(SOURCE DATA)
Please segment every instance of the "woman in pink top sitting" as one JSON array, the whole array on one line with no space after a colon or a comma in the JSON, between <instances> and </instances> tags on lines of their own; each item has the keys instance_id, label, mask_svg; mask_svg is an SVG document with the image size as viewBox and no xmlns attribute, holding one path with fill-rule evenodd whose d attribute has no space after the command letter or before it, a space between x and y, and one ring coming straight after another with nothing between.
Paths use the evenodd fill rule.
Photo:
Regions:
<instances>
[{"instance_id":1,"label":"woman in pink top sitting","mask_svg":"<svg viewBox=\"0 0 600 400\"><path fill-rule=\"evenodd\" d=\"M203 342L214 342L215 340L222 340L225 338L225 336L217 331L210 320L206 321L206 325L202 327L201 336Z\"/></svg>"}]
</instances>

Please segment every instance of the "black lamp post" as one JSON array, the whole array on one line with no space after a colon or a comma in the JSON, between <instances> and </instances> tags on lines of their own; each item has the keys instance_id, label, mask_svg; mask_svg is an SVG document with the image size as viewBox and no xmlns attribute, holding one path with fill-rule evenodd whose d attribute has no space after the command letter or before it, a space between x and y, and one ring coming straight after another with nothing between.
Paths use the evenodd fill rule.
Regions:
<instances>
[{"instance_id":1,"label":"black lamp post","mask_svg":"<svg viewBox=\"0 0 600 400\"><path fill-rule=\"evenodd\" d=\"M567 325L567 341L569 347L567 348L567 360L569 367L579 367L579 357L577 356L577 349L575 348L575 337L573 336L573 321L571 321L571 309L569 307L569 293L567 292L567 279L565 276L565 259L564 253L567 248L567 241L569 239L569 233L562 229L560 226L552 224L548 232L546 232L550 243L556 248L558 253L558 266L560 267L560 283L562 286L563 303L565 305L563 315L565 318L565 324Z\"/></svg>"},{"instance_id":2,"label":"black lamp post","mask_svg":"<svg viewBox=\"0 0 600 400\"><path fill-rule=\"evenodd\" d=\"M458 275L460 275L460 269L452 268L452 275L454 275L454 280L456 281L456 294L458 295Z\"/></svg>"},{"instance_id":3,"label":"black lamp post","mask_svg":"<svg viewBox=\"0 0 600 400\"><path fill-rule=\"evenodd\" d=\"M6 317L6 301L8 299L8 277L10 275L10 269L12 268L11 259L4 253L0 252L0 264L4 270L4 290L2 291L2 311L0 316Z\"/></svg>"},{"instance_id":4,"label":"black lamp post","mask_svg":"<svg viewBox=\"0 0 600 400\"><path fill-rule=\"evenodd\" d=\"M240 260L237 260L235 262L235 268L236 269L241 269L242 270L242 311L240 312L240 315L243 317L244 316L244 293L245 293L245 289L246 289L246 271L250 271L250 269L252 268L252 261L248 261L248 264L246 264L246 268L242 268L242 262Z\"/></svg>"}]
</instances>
(End SOURCE DATA)
TO DO -> Go through the data and copy every line that includes "size".

EXPECTED ANSWER ->
Please segment every instance of the "woman in pink top sitting" as one JSON array, the whole array on one line with no space after a colon or a comma in the JSON, between <instances> and </instances> tags on lines of their own; each item has the keys instance_id, label, mask_svg; mask_svg is an SVG document with the image size as viewBox and no xmlns attribute, holding one path with fill-rule evenodd whose d attribute has no space after the command letter or before it, a space between x and y, and one ring coming straight after another with nothing between.
Please segment every instance of the "black lamp post" as one JSON array, the whole array on one line with no space after a colon or a comma in the JSON, between <instances> and </instances> tags on lines of their own; each item has the keys instance_id, label, mask_svg; mask_svg is an SVG document with the image size as viewBox and no xmlns attribute, holding one path with fill-rule evenodd whose d attribute has no space after the command letter or before it, a space between x and y, and one ring coming straight after another with nothing between.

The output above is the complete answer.